When otherwise unspecified, the index directive has an implied default of index.html. Which is present in your document root. (See the documentation below that I included detailing defaults and such)
If you want to change what it serves as its index page, you need to define a new index directive, such that you add this to your / location block, or apply it globally by just putting it outside the location blocks but still within your server block:
index nginx.html;
This tells nginx to instead look for a different index file.
The problem you're seeing is because the / location block only applies if you have the / specified, and because you don't allow autoindex and because /whatever is your URI and that doesn't exist either as a file or a directory, it falls back to your third option, the nginx.html file. I know this is counter-intuitive, as an empty URI or a / URI typically means "Process this per the location / { } block, but it's more implied in the world that this takes you to the home or index page of a given website, and that is why the index directive exists.
You need to tell the system what to treat as an index file for any configuration. You can't rely solely on try_files in your / location block, you have to tell it what your index file should be. I always define this even if the defaults work fine for me.

***

(SET OF TASKS):
**1.** Please decide whether each statement agrees with the nginx explanation, answering yes or no and quoting the words that settle it: (a) With nothing else set, the index directive defaults to index.html. (b) The writer leaves the index directive undefined when the defaults work. (c) A new index directive can sit outside the location blocks but inside the server block.
**2.** Return the passage of the nginx explanation from "You need to tell" up to and including "fine for me.", copied word for word.
The lines after this come from a separate source.

(INFORMATION SUPPLIED):
***

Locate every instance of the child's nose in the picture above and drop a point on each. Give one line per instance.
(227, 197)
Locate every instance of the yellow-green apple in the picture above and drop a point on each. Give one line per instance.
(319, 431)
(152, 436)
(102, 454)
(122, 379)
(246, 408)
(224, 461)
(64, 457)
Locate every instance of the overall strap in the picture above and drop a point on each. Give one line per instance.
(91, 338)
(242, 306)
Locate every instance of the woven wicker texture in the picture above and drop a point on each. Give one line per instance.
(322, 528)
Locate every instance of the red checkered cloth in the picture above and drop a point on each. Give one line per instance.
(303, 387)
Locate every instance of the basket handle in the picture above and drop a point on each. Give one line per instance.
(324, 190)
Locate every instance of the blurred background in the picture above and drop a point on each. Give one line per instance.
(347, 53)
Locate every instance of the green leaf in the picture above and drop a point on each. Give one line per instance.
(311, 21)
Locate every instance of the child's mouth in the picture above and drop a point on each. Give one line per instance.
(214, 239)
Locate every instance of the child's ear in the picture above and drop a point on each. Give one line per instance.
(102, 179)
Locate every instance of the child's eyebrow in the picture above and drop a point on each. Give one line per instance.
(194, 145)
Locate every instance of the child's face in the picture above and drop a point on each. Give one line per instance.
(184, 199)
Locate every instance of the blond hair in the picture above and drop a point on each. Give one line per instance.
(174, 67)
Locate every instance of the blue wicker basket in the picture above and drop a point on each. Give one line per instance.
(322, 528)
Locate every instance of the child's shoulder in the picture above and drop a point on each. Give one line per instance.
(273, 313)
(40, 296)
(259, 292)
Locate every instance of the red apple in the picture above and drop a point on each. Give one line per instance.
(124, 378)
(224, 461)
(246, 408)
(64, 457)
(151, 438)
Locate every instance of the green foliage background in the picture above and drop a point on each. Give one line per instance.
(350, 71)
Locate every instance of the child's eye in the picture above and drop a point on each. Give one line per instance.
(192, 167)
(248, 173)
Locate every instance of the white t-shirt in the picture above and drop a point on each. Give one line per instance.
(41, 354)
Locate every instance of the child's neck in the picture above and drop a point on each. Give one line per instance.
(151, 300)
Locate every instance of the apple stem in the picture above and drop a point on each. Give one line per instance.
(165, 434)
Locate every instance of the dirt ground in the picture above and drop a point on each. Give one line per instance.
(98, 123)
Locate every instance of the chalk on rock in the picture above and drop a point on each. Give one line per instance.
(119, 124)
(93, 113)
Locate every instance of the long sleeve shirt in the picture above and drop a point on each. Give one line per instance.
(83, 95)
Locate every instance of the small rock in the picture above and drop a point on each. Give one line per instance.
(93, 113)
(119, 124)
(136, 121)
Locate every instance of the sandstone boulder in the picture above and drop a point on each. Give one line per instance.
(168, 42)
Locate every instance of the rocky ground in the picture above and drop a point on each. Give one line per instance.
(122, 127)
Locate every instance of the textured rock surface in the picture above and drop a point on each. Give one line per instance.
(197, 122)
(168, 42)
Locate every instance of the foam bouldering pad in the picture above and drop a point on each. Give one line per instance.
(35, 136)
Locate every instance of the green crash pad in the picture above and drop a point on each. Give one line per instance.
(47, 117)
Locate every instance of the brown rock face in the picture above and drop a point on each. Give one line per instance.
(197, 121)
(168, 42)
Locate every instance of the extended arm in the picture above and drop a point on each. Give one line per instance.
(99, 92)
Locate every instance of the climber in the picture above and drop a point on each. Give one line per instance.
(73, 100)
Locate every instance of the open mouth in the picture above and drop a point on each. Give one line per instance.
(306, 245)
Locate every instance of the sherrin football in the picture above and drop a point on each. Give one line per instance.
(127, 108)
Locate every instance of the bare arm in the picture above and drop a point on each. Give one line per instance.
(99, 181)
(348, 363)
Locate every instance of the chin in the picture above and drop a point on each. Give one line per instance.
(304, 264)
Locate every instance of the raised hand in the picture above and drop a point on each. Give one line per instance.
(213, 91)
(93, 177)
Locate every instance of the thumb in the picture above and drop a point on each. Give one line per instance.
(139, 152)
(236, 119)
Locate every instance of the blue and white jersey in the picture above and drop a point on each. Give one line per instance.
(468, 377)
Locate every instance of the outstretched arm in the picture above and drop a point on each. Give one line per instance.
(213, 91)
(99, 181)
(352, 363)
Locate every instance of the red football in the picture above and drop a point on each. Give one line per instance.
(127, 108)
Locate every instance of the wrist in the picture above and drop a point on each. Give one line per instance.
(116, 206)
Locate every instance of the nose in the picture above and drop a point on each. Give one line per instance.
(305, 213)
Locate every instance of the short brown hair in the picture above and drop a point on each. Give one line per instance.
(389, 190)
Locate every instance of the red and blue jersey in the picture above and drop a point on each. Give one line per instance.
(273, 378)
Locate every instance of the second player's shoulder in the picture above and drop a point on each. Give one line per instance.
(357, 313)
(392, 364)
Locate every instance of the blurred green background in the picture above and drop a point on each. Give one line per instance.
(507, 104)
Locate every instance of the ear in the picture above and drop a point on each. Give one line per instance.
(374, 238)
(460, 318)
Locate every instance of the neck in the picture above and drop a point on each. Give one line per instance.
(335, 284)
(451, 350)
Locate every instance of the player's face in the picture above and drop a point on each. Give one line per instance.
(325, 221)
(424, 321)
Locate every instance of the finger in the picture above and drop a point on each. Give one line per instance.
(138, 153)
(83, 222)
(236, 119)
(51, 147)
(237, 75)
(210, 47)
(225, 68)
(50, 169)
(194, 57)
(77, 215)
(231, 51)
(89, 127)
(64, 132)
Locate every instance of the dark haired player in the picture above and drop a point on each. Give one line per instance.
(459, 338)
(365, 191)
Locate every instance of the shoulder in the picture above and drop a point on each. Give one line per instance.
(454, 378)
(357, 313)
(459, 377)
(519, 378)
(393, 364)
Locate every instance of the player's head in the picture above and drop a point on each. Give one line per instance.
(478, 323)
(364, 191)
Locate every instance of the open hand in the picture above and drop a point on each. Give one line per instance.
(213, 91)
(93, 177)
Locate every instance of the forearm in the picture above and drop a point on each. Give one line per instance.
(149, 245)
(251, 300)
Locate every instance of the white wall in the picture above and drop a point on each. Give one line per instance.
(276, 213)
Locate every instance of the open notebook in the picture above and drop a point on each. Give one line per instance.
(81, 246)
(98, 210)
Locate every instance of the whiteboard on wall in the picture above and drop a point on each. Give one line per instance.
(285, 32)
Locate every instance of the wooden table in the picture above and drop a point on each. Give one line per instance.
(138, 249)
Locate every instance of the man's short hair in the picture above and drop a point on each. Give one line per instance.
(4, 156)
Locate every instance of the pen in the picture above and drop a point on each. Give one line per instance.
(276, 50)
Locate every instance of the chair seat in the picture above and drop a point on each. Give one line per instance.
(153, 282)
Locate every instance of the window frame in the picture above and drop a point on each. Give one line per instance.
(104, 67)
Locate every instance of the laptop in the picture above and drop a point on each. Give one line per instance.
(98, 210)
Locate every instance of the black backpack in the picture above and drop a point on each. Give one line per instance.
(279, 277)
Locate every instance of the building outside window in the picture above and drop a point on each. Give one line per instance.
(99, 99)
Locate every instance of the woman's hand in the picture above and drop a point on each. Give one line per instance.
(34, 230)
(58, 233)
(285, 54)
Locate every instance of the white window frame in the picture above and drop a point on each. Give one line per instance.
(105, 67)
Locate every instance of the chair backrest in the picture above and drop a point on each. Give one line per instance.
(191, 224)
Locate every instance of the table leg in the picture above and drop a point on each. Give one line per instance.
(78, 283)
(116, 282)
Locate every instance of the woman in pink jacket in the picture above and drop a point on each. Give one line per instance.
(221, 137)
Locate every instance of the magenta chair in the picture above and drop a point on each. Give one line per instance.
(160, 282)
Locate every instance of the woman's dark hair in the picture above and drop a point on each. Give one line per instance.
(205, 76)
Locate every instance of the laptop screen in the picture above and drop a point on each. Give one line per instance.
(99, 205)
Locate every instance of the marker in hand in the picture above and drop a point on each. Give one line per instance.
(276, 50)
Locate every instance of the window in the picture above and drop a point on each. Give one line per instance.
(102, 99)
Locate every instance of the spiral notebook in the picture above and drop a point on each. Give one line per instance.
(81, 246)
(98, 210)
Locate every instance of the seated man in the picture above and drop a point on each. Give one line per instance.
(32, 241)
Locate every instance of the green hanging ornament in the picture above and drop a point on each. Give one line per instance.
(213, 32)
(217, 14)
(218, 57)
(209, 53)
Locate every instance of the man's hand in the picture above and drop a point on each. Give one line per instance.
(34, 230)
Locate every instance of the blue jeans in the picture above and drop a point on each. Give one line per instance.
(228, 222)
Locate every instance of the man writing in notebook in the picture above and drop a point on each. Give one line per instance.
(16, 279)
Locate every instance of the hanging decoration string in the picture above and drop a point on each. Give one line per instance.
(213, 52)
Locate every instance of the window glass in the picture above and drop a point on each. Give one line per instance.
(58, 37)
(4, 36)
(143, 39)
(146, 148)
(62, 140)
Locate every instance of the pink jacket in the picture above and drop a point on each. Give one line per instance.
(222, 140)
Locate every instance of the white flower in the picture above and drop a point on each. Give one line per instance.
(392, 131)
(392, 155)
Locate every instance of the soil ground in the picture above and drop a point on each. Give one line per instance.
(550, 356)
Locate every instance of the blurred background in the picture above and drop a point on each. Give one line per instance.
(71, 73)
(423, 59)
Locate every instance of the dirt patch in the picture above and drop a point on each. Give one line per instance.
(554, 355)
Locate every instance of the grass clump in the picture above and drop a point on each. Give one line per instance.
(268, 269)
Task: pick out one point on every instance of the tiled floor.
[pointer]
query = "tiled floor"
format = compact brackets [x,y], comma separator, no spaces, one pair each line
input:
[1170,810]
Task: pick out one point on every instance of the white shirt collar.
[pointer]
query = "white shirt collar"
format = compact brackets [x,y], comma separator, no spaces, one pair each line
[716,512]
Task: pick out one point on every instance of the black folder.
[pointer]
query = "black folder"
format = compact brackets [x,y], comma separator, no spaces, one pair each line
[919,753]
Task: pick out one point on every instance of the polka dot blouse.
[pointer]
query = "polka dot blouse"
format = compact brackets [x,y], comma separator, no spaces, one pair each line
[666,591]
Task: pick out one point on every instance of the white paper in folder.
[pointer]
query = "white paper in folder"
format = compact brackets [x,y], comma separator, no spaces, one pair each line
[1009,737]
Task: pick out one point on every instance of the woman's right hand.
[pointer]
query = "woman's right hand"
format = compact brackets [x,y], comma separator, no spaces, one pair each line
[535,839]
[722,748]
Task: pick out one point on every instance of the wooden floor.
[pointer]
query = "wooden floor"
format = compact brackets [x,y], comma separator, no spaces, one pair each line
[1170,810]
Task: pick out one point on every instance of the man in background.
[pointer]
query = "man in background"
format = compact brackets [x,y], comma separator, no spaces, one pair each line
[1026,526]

***

(EXERCISE RESULTS):
**1.**
(a) Yes: "the index directive has an implied default of index.html"
(b) No: "I always define this even if the defaults work fine for me."
(c) Yes: "putting it outside the location blocks but still within your server block"

**2.**
You need to tell the system what to treat as an index file for any configuration. You can't rely solely on try_files in your / location block, you have to tell it what your index file should be. I always define this even if the defaults work fine for me.